[Region pointing data]
##############################

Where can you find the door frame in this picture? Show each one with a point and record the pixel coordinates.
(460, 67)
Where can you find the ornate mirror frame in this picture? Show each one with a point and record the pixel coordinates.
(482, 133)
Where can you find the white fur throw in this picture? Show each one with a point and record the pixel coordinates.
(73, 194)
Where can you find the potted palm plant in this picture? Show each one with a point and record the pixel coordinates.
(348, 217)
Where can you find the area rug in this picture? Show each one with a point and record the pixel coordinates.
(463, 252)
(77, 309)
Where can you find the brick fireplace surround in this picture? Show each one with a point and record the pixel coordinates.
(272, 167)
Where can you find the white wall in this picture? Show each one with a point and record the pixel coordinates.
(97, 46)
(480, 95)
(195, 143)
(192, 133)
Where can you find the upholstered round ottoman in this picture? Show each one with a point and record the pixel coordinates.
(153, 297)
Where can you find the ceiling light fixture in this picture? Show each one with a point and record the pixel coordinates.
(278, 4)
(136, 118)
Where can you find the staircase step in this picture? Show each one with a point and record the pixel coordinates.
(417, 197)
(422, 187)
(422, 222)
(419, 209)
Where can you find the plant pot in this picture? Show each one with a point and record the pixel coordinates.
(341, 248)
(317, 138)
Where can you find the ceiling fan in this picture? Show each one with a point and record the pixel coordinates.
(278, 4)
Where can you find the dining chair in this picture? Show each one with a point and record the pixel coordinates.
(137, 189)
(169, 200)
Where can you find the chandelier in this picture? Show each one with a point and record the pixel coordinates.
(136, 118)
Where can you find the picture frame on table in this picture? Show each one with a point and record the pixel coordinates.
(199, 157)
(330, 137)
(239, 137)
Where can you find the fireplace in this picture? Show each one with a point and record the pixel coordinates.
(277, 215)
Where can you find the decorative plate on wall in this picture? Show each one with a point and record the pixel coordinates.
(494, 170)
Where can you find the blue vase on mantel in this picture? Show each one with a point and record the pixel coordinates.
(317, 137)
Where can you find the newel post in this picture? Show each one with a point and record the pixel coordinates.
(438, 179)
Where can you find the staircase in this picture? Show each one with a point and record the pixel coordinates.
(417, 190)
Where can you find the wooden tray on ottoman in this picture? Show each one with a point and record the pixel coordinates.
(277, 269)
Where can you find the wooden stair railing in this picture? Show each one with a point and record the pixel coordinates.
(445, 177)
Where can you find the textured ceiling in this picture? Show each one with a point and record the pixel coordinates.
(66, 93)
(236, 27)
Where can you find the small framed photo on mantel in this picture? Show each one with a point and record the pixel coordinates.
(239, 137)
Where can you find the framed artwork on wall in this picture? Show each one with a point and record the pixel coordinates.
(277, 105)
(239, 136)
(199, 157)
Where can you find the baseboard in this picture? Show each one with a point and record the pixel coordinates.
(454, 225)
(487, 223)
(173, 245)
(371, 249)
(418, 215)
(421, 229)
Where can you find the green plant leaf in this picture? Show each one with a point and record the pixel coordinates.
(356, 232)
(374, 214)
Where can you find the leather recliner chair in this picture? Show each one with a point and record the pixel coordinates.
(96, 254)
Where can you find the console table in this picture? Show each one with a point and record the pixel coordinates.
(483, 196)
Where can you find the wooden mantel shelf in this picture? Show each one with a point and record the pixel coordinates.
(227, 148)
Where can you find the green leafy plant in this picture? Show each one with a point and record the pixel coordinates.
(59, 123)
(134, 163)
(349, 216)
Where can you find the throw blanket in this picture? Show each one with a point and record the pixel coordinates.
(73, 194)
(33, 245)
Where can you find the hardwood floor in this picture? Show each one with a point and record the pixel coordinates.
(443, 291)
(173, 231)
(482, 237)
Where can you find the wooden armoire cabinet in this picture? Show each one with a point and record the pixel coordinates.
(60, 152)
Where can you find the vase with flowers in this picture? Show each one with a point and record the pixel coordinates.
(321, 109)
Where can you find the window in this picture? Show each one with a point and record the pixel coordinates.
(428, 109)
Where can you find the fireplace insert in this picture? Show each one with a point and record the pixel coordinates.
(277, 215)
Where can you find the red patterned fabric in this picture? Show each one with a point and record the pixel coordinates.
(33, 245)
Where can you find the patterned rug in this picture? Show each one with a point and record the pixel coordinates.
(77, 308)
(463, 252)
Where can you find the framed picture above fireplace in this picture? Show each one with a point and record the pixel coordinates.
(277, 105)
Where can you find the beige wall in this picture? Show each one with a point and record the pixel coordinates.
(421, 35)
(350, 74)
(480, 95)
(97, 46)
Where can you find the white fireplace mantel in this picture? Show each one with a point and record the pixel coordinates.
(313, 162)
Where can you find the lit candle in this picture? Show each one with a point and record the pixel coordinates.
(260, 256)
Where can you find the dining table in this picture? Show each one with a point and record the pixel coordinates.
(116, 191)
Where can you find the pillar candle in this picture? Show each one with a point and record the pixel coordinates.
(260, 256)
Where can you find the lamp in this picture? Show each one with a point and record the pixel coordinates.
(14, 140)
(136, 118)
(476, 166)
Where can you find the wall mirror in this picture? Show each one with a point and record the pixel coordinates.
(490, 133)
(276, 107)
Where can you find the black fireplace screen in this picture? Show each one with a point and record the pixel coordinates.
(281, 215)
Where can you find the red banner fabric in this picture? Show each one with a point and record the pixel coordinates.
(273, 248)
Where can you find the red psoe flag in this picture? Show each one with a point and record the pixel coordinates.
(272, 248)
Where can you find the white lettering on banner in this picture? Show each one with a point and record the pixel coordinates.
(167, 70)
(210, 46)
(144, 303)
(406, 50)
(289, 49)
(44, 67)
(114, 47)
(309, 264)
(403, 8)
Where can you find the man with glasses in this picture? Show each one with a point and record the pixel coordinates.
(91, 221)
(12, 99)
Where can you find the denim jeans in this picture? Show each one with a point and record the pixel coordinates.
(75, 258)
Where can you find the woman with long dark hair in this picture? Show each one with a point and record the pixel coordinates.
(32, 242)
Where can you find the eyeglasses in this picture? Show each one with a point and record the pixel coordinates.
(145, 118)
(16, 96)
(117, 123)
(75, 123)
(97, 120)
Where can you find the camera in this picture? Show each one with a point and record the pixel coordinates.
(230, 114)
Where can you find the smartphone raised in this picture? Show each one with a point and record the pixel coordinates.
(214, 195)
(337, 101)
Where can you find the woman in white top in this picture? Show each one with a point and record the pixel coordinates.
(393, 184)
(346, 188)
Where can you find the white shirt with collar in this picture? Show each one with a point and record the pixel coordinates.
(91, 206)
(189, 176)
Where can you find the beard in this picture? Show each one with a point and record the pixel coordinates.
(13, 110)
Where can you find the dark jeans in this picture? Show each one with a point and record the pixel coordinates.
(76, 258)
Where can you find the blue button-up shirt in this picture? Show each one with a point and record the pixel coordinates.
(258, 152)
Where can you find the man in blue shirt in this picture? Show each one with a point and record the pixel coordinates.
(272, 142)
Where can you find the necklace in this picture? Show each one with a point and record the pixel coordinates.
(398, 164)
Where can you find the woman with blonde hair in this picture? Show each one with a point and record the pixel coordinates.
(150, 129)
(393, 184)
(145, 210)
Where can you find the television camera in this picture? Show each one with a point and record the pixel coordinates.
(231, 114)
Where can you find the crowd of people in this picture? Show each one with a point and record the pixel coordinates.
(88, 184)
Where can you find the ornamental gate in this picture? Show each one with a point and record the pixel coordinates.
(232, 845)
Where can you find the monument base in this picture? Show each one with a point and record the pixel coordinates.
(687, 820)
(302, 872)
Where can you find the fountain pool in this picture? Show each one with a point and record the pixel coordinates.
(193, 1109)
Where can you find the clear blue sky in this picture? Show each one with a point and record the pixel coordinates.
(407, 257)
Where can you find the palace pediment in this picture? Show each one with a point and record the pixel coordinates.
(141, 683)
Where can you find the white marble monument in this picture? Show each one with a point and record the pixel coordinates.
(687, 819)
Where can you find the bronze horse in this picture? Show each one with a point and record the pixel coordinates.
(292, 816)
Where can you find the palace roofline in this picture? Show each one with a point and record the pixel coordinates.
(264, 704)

##############################

Return word for word the line with "Where can you find the fountain" and every line after it through the end of the records above.

▶ [Response below]:
Where can you find the fountain pool in this picture? Show each one with a point and record the pixel coordinates.
(193, 1109)
Where can you find the clear blue sky in this picture? Show each one with a point and record the pixel coordinates.
(407, 257)
Where can you find the palace pediment in this picture? Show each one with a point and record the pixel coordinates.
(141, 683)
Where can you find the white marble monument in this picture? Show each one with a point and record the pixel coordinates.
(687, 819)
Where can you find the bronze horse in this picture? Show each one with a point and record the pixel coordinates.
(292, 816)
Where can you find the palace roofline in this picture? Show each one with a point and record the pixel coordinates.
(264, 704)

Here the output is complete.